- **WHAT YOU ARE ASKED TO DO**: Turn every line of the records below into a numbered list, skipping blank lines and leaving the pictures out.

+--

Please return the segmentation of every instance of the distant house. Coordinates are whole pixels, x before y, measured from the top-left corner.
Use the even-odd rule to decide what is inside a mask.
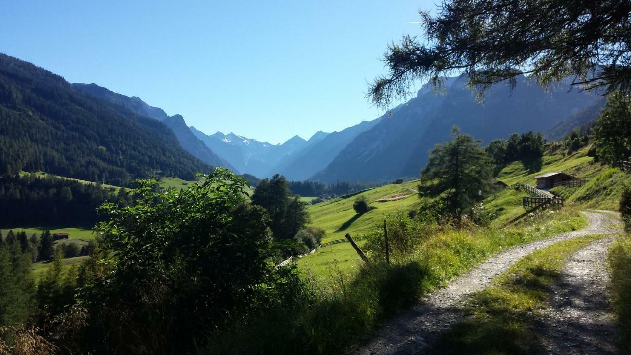
[[[499,180],[496,180],[495,181],[492,181],[491,182],[491,184],[496,186],[498,186],[498,187],[500,187],[500,188],[507,188],[507,187],[509,187],[509,186],[506,184],[506,183],[504,183],[504,181],[500,181]]]
[[[61,233],[54,233],[52,234],[52,240],[56,241],[59,239],[67,239],[69,234],[66,232],[62,232]]]
[[[549,189],[559,185],[568,184],[572,181],[581,182],[582,180],[565,172],[548,172],[535,176],[538,189]]]

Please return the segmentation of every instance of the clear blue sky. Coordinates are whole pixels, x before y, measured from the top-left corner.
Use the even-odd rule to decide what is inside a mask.
[[[277,143],[382,112],[379,60],[418,34],[427,0],[0,4],[0,52],[180,114],[208,133]]]

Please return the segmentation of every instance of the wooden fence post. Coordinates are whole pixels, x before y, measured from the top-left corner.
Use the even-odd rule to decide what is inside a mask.
[[[348,239],[348,241],[350,242],[351,245],[353,246],[353,248],[355,248],[355,251],[357,251],[357,254],[359,255],[359,257],[362,258],[362,260],[363,260],[365,263],[369,263],[370,262],[370,260],[368,260],[368,258],[366,257],[366,255],[364,254],[363,251],[362,251],[362,250],[359,248],[359,246],[357,246],[357,243],[356,243],[355,241],[353,240],[353,238],[351,238],[351,235],[349,234],[348,233],[346,233],[346,235],[344,236],[346,237],[347,239]]]
[[[386,226],[386,220],[384,220],[384,239],[386,241],[386,262],[390,265],[390,244],[388,243],[388,228]]]

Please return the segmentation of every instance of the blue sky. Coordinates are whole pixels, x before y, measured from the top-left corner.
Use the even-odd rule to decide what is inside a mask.
[[[365,97],[386,45],[426,0],[0,4],[0,52],[182,114],[208,133],[278,143],[382,112]]]

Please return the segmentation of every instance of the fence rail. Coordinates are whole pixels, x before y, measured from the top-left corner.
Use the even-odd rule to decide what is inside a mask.
[[[559,181],[558,183],[552,184],[552,186],[568,186],[570,188],[575,188],[577,186],[582,186],[587,182],[587,180],[570,180],[569,181]]]
[[[550,206],[554,207],[555,208],[560,208],[565,205],[565,201],[562,197],[524,197],[522,203],[524,208],[526,210],[529,210],[544,203],[550,205]],[[543,207],[544,206],[541,207]]]
[[[526,212],[506,222],[504,224],[505,227],[515,223],[537,210],[545,210],[549,207],[558,209],[565,205],[565,200],[562,197],[548,195],[534,186],[528,184],[514,184],[509,187],[524,191],[530,195],[531,197],[524,197],[522,200]]]
[[[354,239],[356,241],[360,241],[360,240],[362,240],[362,239],[365,239],[367,238],[367,237],[362,236],[362,237],[356,237]],[[326,242],[325,243],[322,243],[322,244],[320,244],[317,248],[316,248],[316,249],[314,249],[311,251],[309,251],[307,254],[302,254],[302,255],[295,255],[295,256],[292,255],[292,256],[290,256],[289,258],[287,258],[285,260],[283,260],[283,262],[281,263],[280,263],[280,264],[277,265],[276,266],[276,267],[280,267],[285,266],[285,265],[289,264],[290,263],[295,262],[298,259],[300,259],[301,258],[304,258],[305,256],[306,256],[307,255],[310,255],[313,254],[314,253],[317,251],[318,250],[319,250],[321,248],[324,248],[324,247],[326,247],[326,246],[333,245],[334,244],[338,244],[338,243],[348,243],[348,239],[347,239],[346,238],[343,238],[343,239],[335,239],[335,240],[333,240],[333,241]]]
[[[533,197],[541,197],[542,198],[550,198],[550,196],[546,195],[539,189],[528,184],[514,184],[509,186],[509,188],[524,191]]]

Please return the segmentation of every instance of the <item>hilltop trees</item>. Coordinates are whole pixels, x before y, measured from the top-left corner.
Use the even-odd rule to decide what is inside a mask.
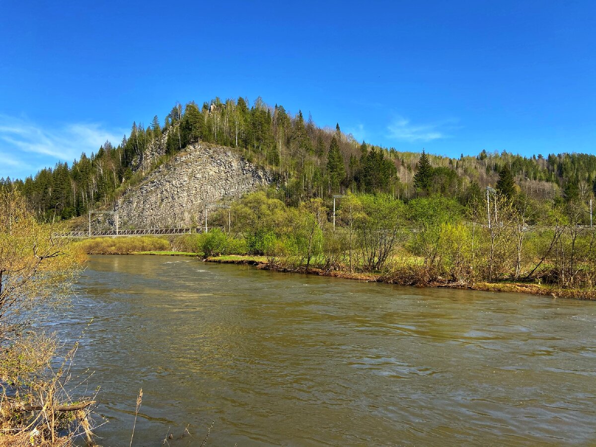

+--

- **TASK RESPONSE**:
1. Please return the segmentation of every instance of the distant house. Coordinates are whole pixels, x before y, measured from the top-left corner.
2. Use the even-odd rule to decide what is inside a mask.
3. [[[499,180],[496,180],[495,181],[492,181],[491,182],[491,184],[496,186],[498,186],[498,187],[500,187],[500,188],[507,188],[507,187],[509,187],[509,186],[506,184],[506,183],[504,183],[504,181],[500,181]]]
4. [[[61,233],[54,233],[52,234],[52,240],[56,241],[59,239],[67,239],[69,234],[66,232],[62,232]]]
5. [[[549,189],[559,185],[568,184],[572,181],[581,182],[582,180],[565,172],[548,172],[535,176],[538,189]]]
6. Please return the segmentation of every instance of the clear blue sky. Coordinates are whole pixels, x before y, measured from the top-left corner.
7. Use the even-odd rule to decide what is inside a mask.
8. [[[277,143],[382,112],[379,60],[418,34],[427,0],[0,4],[0,52],[180,114],[208,133]]]
9. Please return the segmentation of every instance of the wooden fence post. Coordinates are whole pixels, x before y, measured from the top-left corner.
10. Use the even-odd rule to decide what is inside a mask.
11. [[[348,239],[348,241],[350,242],[351,245],[353,246],[353,248],[355,248],[355,251],[357,251],[357,254],[359,255],[359,257],[362,258],[362,260],[363,260],[365,263],[369,263],[370,262],[370,260],[368,260],[368,258],[366,257],[366,255],[364,254],[363,251],[362,251],[362,250],[359,248],[359,246],[357,246],[357,243],[356,243],[355,241],[353,240],[353,238],[351,238],[351,235],[349,234],[348,233],[346,233],[346,235],[344,236],[346,237],[347,239]]]
12. [[[386,226],[386,220],[384,220],[384,239],[386,241],[386,262],[390,265],[390,244],[388,243],[388,228]]]
13. Please return the segmentation of every instance of the blue sky. Coordinates are whole pixels, x before y, measured from the top-left corner.
14. Use the even-odd rule to decide what is inside a mask.
15. [[[365,97],[386,45],[426,0],[0,4],[0,52],[182,114],[208,133],[278,143],[382,112]]]
16. Please return the segmentation of every instance of the fence rail. Coordinates are whole pixels, x before y, measured from the top-left corner.
17. Use the even-odd rule to decide what is inside a mask.
18. [[[559,181],[558,183],[552,184],[552,186],[568,186],[570,188],[575,188],[577,186],[582,186],[587,182],[587,180],[570,180],[569,181]]]
19. [[[550,206],[554,207],[555,208],[560,208],[565,205],[565,201],[562,197],[524,197],[522,203],[524,208],[526,210],[529,210],[544,203],[550,205]],[[543,207],[544,206],[541,207]]]
20. [[[526,212],[506,222],[504,224],[505,227],[515,223],[537,210],[545,210],[549,207],[558,209],[565,205],[565,200],[562,197],[548,195],[534,186],[528,184],[514,184],[509,187],[524,191],[530,195],[531,197],[524,197],[522,200]]]
21. [[[354,239],[356,241],[360,241],[360,240],[362,240],[362,239],[365,239],[367,238],[367,237],[362,236],[362,237],[356,237]],[[326,242],[325,243],[322,243],[322,244],[320,244],[317,248],[316,248],[316,249],[314,249],[311,251],[309,251],[307,254],[302,254],[302,255],[295,255],[295,256],[292,255],[292,256],[290,256],[289,258],[287,258],[285,260],[283,260],[283,262],[281,263],[280,263],[280,264],[277,265],[276,266],[276,267],[280,267],[285,266],[285,265],[289,264],[290,263],[295,262],[298,259],[300,259],[301,258],[304,258],[305,256],[306,256],[307,255],[310,255],[313,254],[314,253],[317,251],[318,250],[319,250],[321,248],[324,248],[324,247],[326,247],[326,246],[333,245],[334,244],[338,244],[338,243],[348,243],[348,239],[347,239],[346,238],[343,238],[343,239],[335,239],[335,240],[333,240],[333,241]]]
22. [[[533,197],[541,197],[542,198],[550,198],[550,196],[546,195],[539,189],[528,184],[514,184],[509,186],[509,188],[524,191]]]
23. Please return the segmentation of every instance of the <item>hilltop trees</item>. Coordinates are whole pixels, x before y, measured from the top-left corner.
24. Use the even-odd rule to decide what is inside a mask.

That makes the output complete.